* **Exercise directions**
Please give the listing again from the line with "TARGET: large rock" to the line with "[(308, 418)]", changing "man's ear" to "human ear" and keeping everything else the same. Return only those lines.
START Given information
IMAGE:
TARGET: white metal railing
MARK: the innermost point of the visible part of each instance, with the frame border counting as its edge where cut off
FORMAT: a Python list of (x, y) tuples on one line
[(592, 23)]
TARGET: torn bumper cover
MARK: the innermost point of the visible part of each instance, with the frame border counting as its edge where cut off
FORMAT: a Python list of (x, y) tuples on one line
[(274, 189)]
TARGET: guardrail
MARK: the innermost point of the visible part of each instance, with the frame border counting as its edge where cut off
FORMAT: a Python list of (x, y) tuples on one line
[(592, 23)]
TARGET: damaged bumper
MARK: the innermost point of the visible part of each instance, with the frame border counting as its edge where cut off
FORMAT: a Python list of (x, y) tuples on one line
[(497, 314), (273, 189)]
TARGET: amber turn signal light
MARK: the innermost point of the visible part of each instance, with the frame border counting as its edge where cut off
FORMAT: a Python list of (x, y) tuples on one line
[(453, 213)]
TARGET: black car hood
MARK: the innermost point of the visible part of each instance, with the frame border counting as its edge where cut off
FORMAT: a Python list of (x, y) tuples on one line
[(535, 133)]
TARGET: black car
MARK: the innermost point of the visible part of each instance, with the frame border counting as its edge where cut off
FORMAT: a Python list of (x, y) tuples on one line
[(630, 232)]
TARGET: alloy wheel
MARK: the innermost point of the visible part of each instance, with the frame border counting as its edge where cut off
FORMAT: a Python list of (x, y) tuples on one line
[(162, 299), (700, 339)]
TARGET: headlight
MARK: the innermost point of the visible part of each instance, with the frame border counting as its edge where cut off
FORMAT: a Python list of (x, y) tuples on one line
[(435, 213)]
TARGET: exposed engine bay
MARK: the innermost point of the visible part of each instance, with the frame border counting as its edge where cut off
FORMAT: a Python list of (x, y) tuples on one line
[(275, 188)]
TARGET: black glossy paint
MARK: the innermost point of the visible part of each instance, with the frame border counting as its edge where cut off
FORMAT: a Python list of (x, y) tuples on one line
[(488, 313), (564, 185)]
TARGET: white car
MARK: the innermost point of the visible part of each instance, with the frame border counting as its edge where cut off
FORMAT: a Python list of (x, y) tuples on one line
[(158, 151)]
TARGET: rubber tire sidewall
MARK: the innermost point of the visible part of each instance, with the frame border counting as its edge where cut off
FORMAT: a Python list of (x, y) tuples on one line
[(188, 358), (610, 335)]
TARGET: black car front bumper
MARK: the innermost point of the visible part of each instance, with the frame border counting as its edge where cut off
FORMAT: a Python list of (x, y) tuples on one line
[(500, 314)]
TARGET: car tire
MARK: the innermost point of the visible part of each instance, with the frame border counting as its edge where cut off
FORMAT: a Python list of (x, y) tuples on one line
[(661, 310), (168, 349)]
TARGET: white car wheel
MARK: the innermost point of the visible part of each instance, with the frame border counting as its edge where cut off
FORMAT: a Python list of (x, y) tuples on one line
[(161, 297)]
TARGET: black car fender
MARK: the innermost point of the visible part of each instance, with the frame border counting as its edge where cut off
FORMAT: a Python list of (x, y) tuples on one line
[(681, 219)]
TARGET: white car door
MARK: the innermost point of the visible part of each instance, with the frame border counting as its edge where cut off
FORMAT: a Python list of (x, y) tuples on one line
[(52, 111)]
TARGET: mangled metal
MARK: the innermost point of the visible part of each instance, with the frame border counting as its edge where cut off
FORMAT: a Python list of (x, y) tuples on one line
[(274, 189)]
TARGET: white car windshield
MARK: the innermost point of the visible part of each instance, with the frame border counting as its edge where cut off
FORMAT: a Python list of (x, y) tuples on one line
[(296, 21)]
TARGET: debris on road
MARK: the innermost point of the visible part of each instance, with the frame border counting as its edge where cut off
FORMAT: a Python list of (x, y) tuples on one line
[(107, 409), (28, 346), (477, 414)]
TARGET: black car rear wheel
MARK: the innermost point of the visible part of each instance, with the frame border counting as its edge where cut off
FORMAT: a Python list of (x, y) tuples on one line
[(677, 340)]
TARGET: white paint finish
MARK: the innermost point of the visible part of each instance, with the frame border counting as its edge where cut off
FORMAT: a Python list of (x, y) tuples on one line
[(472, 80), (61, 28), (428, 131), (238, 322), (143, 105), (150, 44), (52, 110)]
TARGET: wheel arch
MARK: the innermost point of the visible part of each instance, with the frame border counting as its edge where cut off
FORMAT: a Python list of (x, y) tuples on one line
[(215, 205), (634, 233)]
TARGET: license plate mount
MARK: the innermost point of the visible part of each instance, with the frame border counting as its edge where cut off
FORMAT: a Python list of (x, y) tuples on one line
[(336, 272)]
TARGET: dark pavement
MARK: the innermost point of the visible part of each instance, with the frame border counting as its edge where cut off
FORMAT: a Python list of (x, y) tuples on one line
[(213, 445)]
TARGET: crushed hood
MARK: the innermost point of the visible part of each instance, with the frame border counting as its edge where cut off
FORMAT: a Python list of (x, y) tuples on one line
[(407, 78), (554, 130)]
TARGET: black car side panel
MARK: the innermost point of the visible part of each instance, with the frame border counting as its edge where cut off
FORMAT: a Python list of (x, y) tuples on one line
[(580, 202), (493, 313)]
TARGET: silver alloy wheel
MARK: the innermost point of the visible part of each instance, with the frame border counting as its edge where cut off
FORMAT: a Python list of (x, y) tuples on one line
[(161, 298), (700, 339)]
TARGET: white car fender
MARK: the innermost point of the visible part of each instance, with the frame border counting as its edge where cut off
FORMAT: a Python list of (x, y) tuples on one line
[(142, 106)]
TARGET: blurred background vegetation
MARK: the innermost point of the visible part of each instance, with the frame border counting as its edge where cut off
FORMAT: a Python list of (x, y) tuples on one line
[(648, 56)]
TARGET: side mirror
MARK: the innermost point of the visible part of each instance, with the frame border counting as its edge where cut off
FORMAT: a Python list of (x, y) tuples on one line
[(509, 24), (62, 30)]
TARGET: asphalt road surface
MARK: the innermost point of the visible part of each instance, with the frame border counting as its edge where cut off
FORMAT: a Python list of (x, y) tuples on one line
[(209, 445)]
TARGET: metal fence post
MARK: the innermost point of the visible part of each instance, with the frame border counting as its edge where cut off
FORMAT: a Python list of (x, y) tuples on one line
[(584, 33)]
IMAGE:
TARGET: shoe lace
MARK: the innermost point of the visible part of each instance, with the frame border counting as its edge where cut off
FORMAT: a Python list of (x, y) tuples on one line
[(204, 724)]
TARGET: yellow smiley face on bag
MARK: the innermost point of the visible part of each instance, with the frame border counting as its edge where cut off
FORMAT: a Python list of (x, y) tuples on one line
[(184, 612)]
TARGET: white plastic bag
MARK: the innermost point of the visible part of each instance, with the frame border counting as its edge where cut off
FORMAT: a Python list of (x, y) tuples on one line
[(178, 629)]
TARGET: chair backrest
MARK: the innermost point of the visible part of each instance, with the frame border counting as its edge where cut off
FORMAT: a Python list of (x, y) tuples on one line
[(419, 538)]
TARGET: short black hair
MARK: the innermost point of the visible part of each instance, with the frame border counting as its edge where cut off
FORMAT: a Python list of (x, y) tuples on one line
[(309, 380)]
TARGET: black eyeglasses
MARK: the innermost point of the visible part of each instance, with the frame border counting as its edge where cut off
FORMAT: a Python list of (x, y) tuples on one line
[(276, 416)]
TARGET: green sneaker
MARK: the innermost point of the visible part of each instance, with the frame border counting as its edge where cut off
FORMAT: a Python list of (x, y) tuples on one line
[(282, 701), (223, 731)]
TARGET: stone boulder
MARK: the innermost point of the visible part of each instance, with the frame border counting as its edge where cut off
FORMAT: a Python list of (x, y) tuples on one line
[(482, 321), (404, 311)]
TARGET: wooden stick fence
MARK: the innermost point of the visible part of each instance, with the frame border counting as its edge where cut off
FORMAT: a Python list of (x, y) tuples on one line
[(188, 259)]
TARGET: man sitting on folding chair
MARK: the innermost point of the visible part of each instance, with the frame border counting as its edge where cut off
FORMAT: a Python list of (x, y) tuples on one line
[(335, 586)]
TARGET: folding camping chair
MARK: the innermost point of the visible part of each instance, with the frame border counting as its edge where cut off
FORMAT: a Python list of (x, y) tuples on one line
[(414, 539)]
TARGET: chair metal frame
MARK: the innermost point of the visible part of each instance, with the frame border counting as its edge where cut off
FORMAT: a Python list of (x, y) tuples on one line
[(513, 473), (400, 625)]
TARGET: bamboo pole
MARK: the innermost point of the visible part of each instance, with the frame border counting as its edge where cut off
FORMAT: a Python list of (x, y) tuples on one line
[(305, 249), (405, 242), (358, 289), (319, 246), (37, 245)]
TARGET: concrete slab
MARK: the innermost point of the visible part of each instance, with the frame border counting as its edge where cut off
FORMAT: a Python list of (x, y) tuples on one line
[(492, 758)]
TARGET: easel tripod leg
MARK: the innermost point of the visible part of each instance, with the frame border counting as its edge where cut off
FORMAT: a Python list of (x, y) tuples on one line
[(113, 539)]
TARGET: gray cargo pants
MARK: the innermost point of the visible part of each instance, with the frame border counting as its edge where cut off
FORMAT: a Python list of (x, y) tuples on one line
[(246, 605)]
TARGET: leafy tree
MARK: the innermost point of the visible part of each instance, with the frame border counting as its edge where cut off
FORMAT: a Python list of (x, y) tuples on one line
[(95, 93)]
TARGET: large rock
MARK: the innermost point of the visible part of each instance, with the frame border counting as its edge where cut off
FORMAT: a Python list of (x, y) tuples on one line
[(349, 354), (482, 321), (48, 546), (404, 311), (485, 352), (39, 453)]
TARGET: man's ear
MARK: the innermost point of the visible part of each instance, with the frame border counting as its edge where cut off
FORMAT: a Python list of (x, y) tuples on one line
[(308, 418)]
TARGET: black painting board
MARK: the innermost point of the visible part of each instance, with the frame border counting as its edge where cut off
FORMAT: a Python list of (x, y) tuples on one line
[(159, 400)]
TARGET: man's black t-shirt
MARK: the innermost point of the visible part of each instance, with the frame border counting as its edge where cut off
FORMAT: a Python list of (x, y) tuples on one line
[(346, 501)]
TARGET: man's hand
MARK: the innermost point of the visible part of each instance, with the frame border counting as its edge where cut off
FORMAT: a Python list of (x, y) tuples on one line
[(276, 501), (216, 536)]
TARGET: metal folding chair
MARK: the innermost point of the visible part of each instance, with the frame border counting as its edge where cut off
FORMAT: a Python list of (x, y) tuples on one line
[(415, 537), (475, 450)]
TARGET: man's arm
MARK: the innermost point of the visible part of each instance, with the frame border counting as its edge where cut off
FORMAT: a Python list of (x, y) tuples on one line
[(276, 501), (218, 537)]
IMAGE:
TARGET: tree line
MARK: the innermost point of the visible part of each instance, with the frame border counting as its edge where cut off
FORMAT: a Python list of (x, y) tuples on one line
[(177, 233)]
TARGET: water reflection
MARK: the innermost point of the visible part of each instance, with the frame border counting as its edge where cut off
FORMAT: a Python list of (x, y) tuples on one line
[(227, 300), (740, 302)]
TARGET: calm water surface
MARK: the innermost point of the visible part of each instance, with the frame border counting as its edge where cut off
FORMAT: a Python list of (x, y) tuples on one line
END Given information
* **Full answer**
TARGET: large rock
MARK: the innermost point of the visible part of each instance, with the frame border counting as its edge where cut off
FORMAT: a Python list of (x, y) tuples on one line
[(349, 354), (482, 321), (48, 546), (404, 311), (485, 352), (39, 453)]
TARGET: human ear
MARK: the innermost point of the visible part of each instance, with the frame border counting as its edge where cut off
FORMAT: a Python list of (x, y) tuples on one line
[(308, 418)]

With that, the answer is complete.